◆ TO BE DONE
A. In the Krawler overview, change "status code" to "response code" and give the passage again from "Some neat features" up to and including "check and visit.".
B. According to the Krawler overview, why is the politeness delay applied per host instead of globally? Answer in one to three sentences.
C. In the Krawler overview, what kind of HTTP request does a check issue to verify a resource's status code?

◆ DOCUMENT SEGMENT
· · · · · · ·

A web crawling framework written in Kotlin

Overview

Release Build Status Awesome Kotlin Badge

About

Krawler is a web crawling framework written in Kotlin. It is heavily inspired by crawler4j by Yasser Ganjisaffar. The project is still very new, and those looking for a mature, well tested crawler framework should likely still use crawler4j. For those who can tolerate a bit of turbulence, Krawler should serve as a replacement for crawler4j with minimal modifications to existing applications.

Some neat features and benefits of Krawler include:

  • Kotlin project!
  • Krawler differentiates between a "check" and a "visit". Checks are used to verify the status code of a resource by issuing an HTTP HEAD request rather than a GET request. Each policy (get or check) can have it's own logic associated with it by implementing either shouldCheck or shouldVisit and check and visit.
  • Krawler's politeness delay is per-host rather than global. This way servers aren't overwhelmed, but crawls visiting many hosts in parallel are not effectively serialized by the politeness delay.
  • Krawler uses Jsoup for parsing HTML files while harvesting links, making it more tolerant of malformed or poorly written websites, and thus less likely to error out during a crawl. The original HTML of the page is still available to facilitate validation and checking though.
  • Krawler collects full anchor tags including all attributes and anchor text.
  • Krawler currently has no proxy support, but it is on the roadmap. :(

Add Dependency

Krawler is published through jitpack.io at: https://jitpack.io/#brianmadden/krawler/ . Add jitpack.io as a repository, and krawler as a dependency to use Krawler in your project:

Using Gradle

repositories {
    jcenter()
    maven { url "https://jitpack.io" }
}

dependencies {
    compile 'com.github.brianmadden:krawler:0.4.4'
}

Using Maven

<repositories>
    <repository>
        <id>jitpack.io</id>
        <url>https://jitpack.io</url>
    </repository>
</repositories>

<dependency>
    <groupId>com.github.brianmadden</groupId>
    <artifactId>krawler</artifactId>
    <version>0.4.4</version>
</dependency>

Usage

Using the Krawler framework is fairly simple. Minimally, there are two methods that must be overridden in order to use the framework. Overriding the shouldVisit method dictates what should be visited by the crawler, and the visit method dictates what happens once the page is visited. Overriding these two methods is sufficient for creating your own crawler, however there are additional methods that can be overridden to privde more robust behavior.

· · · · · · ·

◆ RECORDS PROVIDED
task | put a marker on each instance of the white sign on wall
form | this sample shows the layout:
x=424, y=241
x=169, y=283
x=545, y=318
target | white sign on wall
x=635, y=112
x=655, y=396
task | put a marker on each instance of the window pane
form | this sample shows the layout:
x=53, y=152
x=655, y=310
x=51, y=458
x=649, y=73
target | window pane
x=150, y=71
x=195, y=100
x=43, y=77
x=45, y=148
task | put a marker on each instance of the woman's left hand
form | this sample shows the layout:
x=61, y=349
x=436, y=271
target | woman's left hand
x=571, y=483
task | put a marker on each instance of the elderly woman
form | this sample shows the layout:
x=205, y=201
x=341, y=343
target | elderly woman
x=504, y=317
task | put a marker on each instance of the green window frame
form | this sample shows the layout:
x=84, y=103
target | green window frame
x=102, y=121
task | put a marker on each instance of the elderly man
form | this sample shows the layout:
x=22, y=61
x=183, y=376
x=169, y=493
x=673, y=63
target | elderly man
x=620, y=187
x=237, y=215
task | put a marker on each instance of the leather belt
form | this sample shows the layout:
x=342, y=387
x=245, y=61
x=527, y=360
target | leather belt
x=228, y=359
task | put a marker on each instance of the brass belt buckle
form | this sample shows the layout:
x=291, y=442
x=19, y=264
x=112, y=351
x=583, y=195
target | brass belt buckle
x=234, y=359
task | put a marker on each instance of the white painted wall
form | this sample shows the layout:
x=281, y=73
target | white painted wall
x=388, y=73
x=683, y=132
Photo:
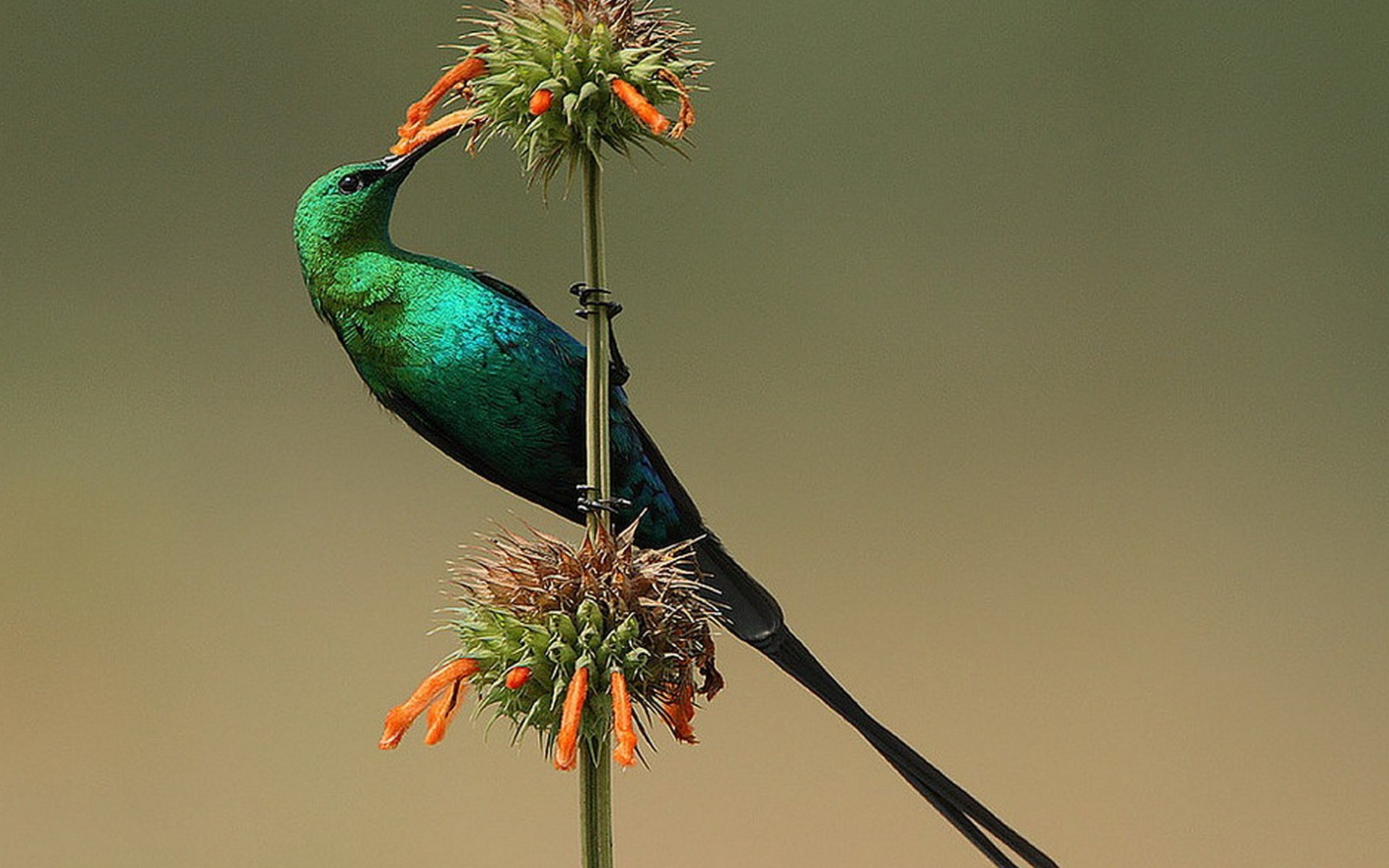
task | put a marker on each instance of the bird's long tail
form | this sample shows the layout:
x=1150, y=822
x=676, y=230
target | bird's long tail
x=755, y=617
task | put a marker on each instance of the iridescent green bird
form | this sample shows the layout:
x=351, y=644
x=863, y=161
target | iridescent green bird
x=477, y=370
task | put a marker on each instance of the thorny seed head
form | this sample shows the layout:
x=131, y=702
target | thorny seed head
x=578, y=51
x=539, y=603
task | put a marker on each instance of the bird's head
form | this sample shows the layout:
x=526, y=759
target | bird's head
x=349, y=208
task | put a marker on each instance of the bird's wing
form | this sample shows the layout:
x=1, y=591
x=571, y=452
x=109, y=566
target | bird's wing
x=502, y=286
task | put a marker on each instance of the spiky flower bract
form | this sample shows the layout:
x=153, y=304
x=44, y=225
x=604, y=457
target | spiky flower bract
x=605, y=66
x=563, y=641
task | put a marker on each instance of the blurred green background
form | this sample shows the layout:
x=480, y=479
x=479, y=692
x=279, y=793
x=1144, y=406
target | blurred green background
x=1035, y=354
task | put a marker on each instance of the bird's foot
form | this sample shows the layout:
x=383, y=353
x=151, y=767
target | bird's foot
x=590, y=297
x=587, y=302
x=608, y=504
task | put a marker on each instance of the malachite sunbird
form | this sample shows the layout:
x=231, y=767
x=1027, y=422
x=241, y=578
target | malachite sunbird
x=477, y=370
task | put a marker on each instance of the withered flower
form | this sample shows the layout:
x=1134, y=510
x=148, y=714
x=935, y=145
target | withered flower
x=564, y=642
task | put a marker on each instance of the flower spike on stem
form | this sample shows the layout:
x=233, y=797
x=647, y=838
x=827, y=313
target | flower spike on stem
x=625, y=750
x=566, y=747
x=441, y=712
x=404, y=714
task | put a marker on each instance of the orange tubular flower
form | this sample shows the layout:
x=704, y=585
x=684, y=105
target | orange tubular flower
x=400, y=717
x=441, y=712
x=567, y=746
x=430, y=131
x=645, y=113
x=625, y=750
x=540, y=102
x=418, y=113
x=679, y=714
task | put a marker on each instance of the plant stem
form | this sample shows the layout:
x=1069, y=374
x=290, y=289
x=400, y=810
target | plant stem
x=596, y=803
x=599, y=339
x=595, y=768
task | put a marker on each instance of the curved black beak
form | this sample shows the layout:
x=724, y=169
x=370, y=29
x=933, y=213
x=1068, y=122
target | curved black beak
x=403, y=163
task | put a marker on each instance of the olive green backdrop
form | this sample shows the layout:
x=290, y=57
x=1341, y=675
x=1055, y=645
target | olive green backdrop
x=1035, y=354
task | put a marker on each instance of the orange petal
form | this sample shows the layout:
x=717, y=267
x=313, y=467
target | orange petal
x=540, y=102
x=567, y=746
x=625, y=750
x=446, y=122
x=404, y=714
x=441, y=712
x=645, y=111
x=464, y=71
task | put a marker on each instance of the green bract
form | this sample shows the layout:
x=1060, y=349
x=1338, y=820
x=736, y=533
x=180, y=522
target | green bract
x=575, y=51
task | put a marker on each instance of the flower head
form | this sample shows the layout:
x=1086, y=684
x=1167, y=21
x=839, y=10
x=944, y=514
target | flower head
x=564, y=78
x=567, y=641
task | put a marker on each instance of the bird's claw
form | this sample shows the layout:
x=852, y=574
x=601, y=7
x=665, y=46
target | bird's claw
x=608, y=504
x=585, y=294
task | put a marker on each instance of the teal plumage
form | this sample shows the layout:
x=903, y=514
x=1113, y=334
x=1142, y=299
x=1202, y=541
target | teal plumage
x=477, y=370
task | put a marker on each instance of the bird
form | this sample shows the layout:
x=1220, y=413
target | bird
x=475, y=368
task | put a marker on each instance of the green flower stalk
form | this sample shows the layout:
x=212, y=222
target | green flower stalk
x=566, y=641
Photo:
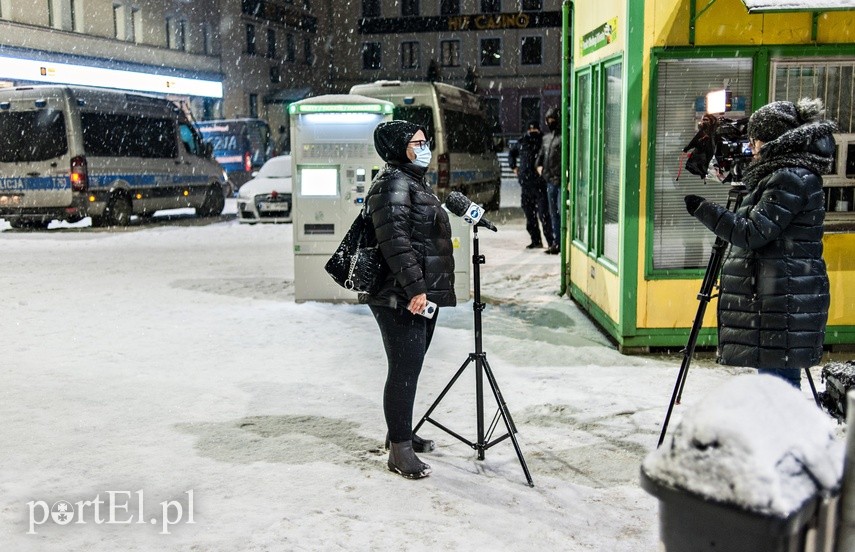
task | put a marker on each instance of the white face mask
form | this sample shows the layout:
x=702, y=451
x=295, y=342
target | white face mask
x=423, y=156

· · · · · · ·

◆ TASK RESULTS
A.
Some neat features and benefits of Krawler include:

  • Kotlin project!
  • Krawler differentiates between a "check" and a "visit". Checks are used to verify the response code of a resource by issuing an HTTP HEAD request rather than a GET request. Each policy (get or check) can have it's own logic associated with it by implementing either shouldCheck or shouldVisit and check and visit.

B. Applying the politeness delay per host keeps servers from being overwhelmed. It also keeps the delay from effectively serializing crawls that visit many hosts in parallel.

C. An HTTP HEAD request, instead of a GET request.